- _THE TASK_:
From the line containing "black sneaker, which" down to the last line, set down each line exactly as it is, and nothing more. Leave the pictures out.

+===+

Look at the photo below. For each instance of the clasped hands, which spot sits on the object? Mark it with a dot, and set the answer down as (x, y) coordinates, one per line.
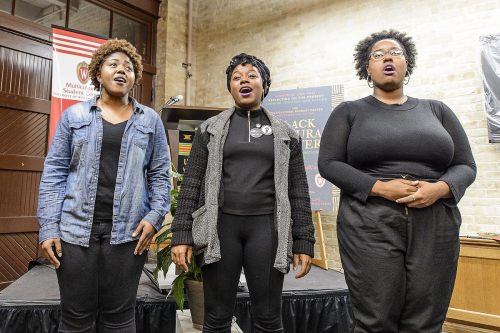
(412, 193)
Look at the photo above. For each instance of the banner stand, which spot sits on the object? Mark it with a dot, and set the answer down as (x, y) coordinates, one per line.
(322, 261)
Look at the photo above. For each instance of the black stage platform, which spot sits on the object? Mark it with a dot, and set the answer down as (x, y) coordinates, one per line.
(316, 303)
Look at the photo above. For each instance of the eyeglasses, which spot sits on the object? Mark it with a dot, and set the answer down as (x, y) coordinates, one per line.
(380, 54)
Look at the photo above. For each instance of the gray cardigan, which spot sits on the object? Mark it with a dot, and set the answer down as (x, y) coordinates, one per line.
(195, 222)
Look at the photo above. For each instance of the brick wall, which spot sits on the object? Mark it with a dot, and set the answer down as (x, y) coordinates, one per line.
(310, 43)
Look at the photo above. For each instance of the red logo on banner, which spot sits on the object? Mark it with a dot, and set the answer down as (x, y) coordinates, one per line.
(82, 72)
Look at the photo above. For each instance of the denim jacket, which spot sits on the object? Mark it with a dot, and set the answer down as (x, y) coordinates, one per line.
(71, 171)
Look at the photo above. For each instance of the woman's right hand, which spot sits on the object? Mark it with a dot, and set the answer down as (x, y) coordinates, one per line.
(48, 246)
(394, 189)
(181, 255)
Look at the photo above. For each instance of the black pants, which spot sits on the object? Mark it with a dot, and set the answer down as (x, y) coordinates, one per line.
(249, 242)
(400, 263)
(98, 284)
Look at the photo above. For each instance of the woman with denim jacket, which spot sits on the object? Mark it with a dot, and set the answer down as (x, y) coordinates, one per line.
(245, 203)
(103, 194)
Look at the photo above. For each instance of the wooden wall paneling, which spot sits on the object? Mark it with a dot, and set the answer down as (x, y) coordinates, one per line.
(476, 296)
(25, 76)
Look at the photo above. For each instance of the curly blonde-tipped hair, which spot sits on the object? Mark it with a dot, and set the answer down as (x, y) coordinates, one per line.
(112, 46)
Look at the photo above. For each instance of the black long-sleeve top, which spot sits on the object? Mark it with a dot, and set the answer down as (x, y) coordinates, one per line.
(366, 139)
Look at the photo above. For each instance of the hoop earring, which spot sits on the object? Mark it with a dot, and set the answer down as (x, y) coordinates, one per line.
(407, 79)
(369, 80)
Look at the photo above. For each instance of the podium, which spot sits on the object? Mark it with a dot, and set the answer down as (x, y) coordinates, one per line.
(175, 115)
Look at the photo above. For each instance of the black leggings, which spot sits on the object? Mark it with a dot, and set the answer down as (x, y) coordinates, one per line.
(249, 242)
(99, 281)
(399, 263)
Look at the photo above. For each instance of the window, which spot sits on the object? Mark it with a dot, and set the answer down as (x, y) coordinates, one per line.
(87, 17)
(135, 32)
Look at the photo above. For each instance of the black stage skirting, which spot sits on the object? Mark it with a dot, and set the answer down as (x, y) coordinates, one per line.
(318, 302)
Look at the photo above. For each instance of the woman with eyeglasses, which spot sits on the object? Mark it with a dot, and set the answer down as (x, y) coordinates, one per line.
(402, 165)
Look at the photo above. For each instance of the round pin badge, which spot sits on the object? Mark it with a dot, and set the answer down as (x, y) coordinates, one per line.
(267, 130)
(256, 132)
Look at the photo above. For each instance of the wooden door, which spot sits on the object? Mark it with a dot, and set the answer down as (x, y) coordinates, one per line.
(25, 89)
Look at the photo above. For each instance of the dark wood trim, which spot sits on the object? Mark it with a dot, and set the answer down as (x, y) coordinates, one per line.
(24, 103)
(26, 28)
(66, 20)
(28, 46)
(21, 162)
(151, 6)
(17, 224)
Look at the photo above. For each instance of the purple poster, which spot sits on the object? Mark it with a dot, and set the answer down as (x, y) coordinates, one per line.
(307, 111)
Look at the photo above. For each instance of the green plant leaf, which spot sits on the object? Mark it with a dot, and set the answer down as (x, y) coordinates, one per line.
(178, 290)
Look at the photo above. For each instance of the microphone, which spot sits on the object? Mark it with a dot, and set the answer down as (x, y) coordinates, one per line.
(174, 99)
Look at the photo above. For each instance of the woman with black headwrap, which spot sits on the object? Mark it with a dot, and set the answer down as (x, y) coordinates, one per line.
(402, 165)
(244, 184)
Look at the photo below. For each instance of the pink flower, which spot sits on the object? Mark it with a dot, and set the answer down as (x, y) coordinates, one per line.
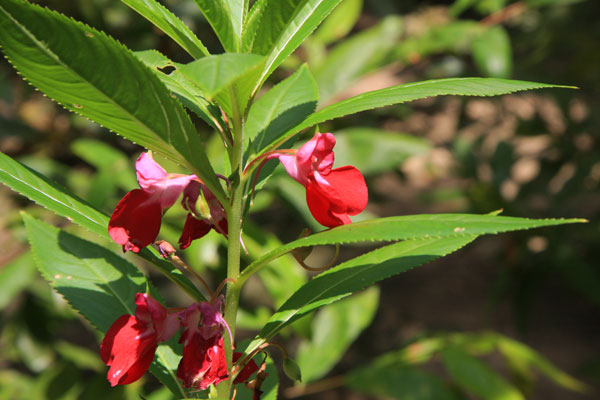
(203, 363)
(135, 223)
(331, 194)
(129, 345)
(196, 224)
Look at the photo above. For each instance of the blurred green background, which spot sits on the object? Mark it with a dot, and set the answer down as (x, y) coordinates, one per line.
(533, 155)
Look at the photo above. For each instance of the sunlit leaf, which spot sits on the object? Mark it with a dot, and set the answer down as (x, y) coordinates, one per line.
(167, 22)
(96, 282)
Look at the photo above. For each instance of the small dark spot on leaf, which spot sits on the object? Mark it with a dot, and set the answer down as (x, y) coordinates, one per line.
(166, 69)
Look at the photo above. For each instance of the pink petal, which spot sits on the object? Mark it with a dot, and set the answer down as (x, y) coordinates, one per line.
(154, 314)
(172, 188)
(135, 222)
(149, 172)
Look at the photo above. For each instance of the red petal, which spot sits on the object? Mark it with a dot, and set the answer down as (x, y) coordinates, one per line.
(128, 348)
(193, 229)
(203, 362)
(321, 208)
(135, 223)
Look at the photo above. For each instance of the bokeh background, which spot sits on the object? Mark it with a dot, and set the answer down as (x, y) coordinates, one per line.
(535, 154)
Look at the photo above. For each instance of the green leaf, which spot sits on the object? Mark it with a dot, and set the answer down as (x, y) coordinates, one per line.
(237, 10)
(219, 16)
(409, 92)
(334, 329)
(519, 354)
(410, 227)
(476, 377)
(373, 151)
(167, 22)
(280, 278)
(282, 107)
(340, 22)
(212, 74)
(269, 387)
(95, 281)
(14, 277)
(354, 275)
(356, 56)
(492, 53)
(290, 22)
(63, 58)
(186, 90)
(400, 383)
(56, 198)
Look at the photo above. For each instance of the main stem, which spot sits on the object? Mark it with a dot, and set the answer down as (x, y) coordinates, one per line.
(234, 218)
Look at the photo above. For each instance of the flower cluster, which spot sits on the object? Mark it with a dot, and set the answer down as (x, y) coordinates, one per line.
(130, 344)
(136, 220)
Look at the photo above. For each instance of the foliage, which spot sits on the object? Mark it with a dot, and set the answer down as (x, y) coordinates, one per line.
(151, 101)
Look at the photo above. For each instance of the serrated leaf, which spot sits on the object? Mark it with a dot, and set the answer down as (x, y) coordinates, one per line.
(477, 378)
(334, 329)
(269, 387)
(400, 383)
(356, 56)
(282, 107)
(354, 275)
(409, 92)
(492, 53)
(186, 90)
(214, 73)
(59, 200)
(279, 278)
(411, 227)
(340, 22)
(291, 21)
(167, 22)
(63, 58)
(373, 151)
(15, 276)
(219, 16)
(96, 282)
(518, 353)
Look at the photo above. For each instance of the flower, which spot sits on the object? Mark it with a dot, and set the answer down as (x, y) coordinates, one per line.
(331, 194)
(198, 224)
(136, 220)
(129, 345)
(203, 361)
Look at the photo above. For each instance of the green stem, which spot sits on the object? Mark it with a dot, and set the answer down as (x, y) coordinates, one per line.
(234, 218)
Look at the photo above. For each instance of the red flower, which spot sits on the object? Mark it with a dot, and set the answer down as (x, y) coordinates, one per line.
(129, 345)
(198, 224)
(331, 194)
(203, 362)
(135, 223)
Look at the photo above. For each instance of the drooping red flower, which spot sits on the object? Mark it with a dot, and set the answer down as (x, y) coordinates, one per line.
(129, 345)
(196, 224)
(331, 194)
(135, 223)
(203, 362)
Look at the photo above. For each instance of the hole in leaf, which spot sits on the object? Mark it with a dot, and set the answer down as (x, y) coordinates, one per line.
(166, 69)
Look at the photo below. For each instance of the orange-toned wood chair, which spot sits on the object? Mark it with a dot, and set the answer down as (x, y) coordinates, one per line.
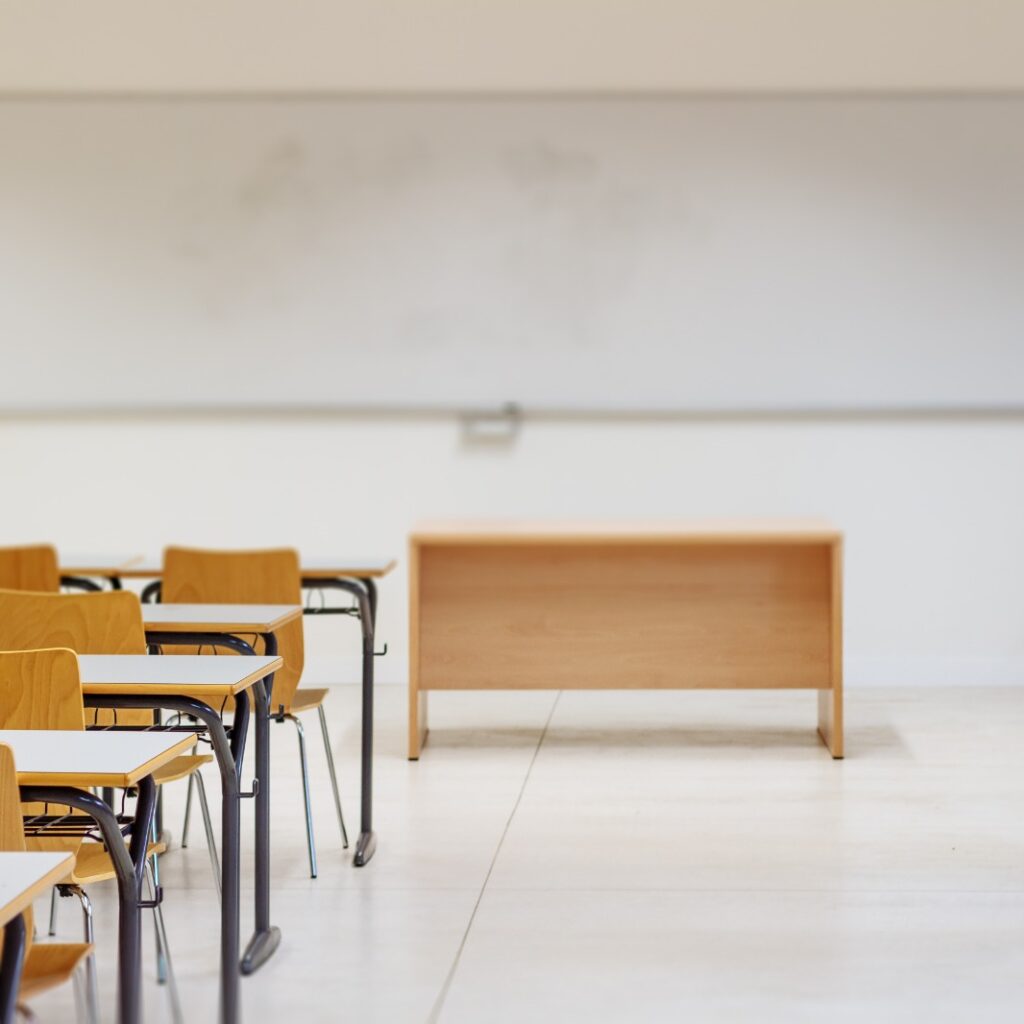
(32, 566)
(262, 577)
(46, 966)
(41, 689)
(104, 623)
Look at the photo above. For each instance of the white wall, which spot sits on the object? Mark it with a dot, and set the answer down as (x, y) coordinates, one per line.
(932, 510)
(518, 45)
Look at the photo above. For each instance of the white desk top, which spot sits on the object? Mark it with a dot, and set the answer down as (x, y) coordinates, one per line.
(219, 617)
(79, 563)
(186, 675)
(100, 757)
(130, 566)
(24, 877)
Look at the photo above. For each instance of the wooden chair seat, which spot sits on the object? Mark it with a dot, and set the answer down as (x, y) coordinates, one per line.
(180, 767)
(92, 862)
(49, 965)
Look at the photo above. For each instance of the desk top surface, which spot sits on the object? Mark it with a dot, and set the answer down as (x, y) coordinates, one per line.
(146, 567)
(179, 675)
(25, 877)
(172, 617)
(664, 531)
(99, 757)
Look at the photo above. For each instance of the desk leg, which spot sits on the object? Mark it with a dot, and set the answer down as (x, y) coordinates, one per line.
(265, 936)
(228, 755)
(128, 865)
(10, 967)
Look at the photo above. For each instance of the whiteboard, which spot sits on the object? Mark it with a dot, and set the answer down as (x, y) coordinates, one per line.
(660, 253)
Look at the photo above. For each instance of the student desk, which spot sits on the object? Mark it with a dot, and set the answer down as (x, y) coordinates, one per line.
(356, 576)
(196, 685)
(677, 605)
(220, 625)
(24, 878)
(58, 766)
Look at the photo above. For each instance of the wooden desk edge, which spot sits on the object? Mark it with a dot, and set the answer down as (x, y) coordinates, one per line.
(120, 780)
(228, 626)
(28, 895)
(182, 688)
(652, 539)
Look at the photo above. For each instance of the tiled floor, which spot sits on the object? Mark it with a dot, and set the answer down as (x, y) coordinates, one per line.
(635, 857)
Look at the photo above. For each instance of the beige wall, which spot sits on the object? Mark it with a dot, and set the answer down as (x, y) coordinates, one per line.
(527, 45)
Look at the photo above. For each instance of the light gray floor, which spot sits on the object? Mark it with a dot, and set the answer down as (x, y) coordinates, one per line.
(634, 857)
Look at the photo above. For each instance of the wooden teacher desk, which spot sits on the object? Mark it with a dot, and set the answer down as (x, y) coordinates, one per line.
(659, 606)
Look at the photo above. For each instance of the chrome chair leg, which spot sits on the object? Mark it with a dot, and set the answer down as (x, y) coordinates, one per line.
(211, 841)
(163, 949)
(334, 777)
(81, 1011)
(91, 983)
(305, 794)
(53, 912)
(184, 824)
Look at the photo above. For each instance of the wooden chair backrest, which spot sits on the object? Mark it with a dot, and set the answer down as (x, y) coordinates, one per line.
(109, 623)
(41, 689)
(32, 566)
(266, 577)
(11, 834)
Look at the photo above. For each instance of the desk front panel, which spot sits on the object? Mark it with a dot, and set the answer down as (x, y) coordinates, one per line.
(624, 615)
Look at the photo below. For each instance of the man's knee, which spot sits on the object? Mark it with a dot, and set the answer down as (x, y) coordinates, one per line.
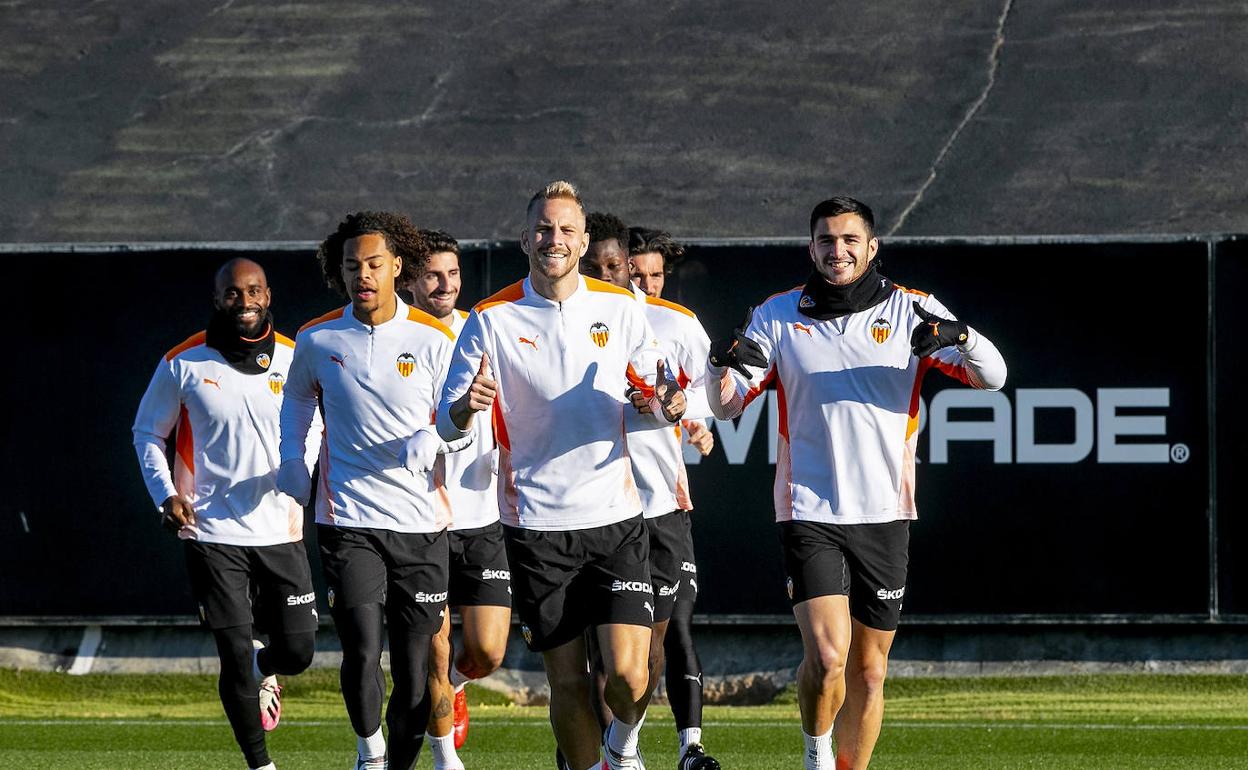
(568, 682)
(867, 677)
(825, 662)
(632, 680)
(476, 662)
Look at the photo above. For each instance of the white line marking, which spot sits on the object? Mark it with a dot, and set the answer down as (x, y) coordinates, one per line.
(537, 721)
(91, 638)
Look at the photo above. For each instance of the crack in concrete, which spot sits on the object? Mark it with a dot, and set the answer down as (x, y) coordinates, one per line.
(994, 66)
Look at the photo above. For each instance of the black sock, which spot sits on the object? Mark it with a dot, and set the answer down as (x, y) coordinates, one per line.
(363, 683)
(684, 669)
(240, 692)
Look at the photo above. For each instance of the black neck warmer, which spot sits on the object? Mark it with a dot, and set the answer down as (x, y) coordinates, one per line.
(247, 356)
(821, 301)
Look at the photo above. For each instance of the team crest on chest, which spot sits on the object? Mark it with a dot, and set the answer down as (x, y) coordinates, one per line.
(880, 330)
(599, 333)
(406, 363)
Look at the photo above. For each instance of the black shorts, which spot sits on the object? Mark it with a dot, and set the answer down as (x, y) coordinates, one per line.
(479, 574)
(406, 572)
(268, 587)
(568, 580)
(866, 562)
(672, 547)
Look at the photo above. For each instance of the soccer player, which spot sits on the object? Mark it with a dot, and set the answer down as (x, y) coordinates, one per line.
(481, 584)
(375, 368)
(550, 357)
(653, 253)
(221, 393)
(848, 353)
(659, 468)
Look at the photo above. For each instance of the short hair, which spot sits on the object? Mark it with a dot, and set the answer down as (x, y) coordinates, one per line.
(643, 240)
(603, 226)
(839, 205)
(401, 236)
(558, 189)
(439, 240)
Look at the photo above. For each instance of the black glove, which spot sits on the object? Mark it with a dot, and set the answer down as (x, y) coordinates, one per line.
(935, 333)
(738, 351)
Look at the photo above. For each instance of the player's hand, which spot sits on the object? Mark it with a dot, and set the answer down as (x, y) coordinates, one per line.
(295, 481)
(419, 452)
(935, 333)
(176, 513)
(738, 351)
(668, 399)
(699, 436)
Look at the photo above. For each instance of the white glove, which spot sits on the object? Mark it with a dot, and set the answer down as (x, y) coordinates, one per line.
(421, 452)
(295, 481)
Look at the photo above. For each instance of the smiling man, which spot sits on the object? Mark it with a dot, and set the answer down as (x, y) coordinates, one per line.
(481, 583)
(221, 393)
(846, 353)
(550, 360)
(375, 370)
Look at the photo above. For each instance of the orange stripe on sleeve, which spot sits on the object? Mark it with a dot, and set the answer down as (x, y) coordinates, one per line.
(190, 342)
(594, 285)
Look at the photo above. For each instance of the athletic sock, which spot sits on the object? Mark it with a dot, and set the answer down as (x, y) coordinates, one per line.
(622, 736)
(458, 679)
(371, 746)
(689, 736)
(819, 751)
(443, 748)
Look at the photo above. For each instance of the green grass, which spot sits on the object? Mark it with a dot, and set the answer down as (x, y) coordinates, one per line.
(174, 721)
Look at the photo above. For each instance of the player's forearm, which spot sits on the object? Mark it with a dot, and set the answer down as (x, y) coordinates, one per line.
(454, 421)
(155, 468)
(985, 366)
(296, 421)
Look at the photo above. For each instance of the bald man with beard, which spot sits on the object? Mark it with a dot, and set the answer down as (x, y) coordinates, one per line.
(219, 396)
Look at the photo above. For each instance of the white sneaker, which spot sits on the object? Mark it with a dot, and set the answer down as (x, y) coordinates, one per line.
(270, 693)
(618, 761)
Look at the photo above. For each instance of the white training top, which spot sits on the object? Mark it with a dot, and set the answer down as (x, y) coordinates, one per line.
(654, 446)
(848, 396)
(376, 387)
(225, 461)
(472, 473)
(562, 370)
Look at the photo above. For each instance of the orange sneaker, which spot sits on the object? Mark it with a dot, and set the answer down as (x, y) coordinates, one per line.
(461, 718)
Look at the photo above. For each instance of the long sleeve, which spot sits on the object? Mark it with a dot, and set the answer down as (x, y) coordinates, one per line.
(298, 406)
(155, 422)
(979, 363)
(735, 392)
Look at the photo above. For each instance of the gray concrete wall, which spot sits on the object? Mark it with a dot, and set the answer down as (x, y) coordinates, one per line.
(745, 664)
(252, 120)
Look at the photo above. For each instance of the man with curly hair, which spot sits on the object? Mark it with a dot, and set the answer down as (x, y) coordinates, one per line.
(373, 368)
(549, 360)
(481, 579)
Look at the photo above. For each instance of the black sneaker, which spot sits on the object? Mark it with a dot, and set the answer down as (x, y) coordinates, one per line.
(697, 759)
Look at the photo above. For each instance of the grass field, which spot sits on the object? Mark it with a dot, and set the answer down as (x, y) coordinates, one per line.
(1156, 721)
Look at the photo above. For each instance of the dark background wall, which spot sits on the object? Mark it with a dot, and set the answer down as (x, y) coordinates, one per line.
(999, 534)
(240, 120)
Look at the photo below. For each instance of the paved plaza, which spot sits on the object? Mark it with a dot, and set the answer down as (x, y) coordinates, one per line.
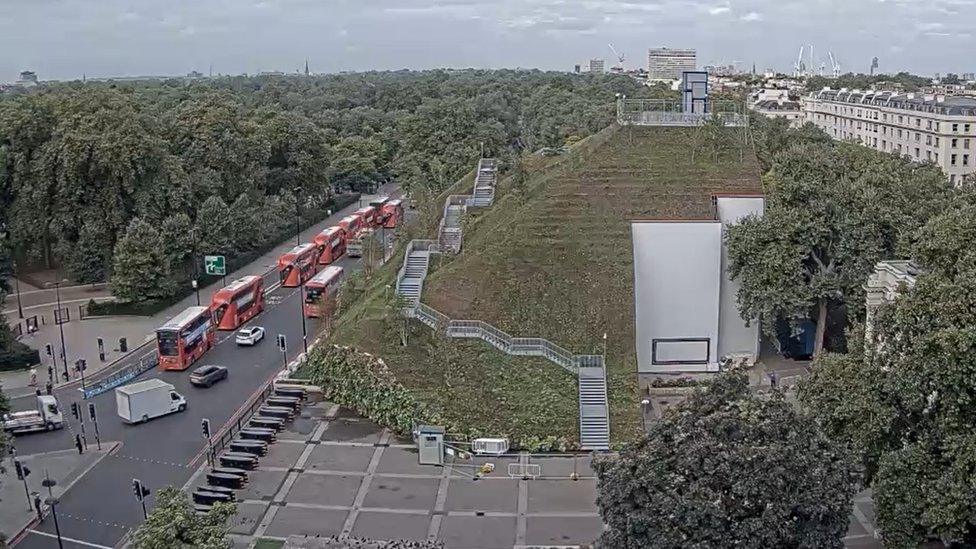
(334, 473)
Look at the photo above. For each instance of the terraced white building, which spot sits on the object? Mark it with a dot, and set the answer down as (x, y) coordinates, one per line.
(926, 128)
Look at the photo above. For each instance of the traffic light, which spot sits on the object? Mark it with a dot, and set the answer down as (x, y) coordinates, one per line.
(139, 490)
(22, 470)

+===+

- _EXERCISE ANSWER_:
Look at the photo above. For each instance of the black sneaker, which spot sits on the object? Mark it with a dot, and set the answer down as (x, y) coordinates, one per line.
(697, 759)
Look at the photo above. For each instance of the grass field, which spot sits on the object? Mark it with a dot, and set the answer down as (x, y) coordinates, one per line.
(1156, 721)
Look at the photo above. For each instance of the dark background wall, which spot sits on the object? Mark it with a dot, and set the answer down as (x, y) coordinates, one per line.
(999, 534)
(240, 120)
Look at the photo below. For each instance of the paved plaza, which spot sits on the object? Mark it with a dot, and set the answer down as (x, y) coordinates, one per line.
(334, 473)
Look at the photo above. For each instance of the terraced white building, which spot sits on the object? Mark it with a dot, and set the answer down as (x, y) coordinates, one per line.
(926, 128)
Look at the photo above. For each instance of the traffic light, which spot sits on the object? Mark it with a dot, and set the answer down as (x, y) coordinates, one per line.
(139, 490)
(22, 470)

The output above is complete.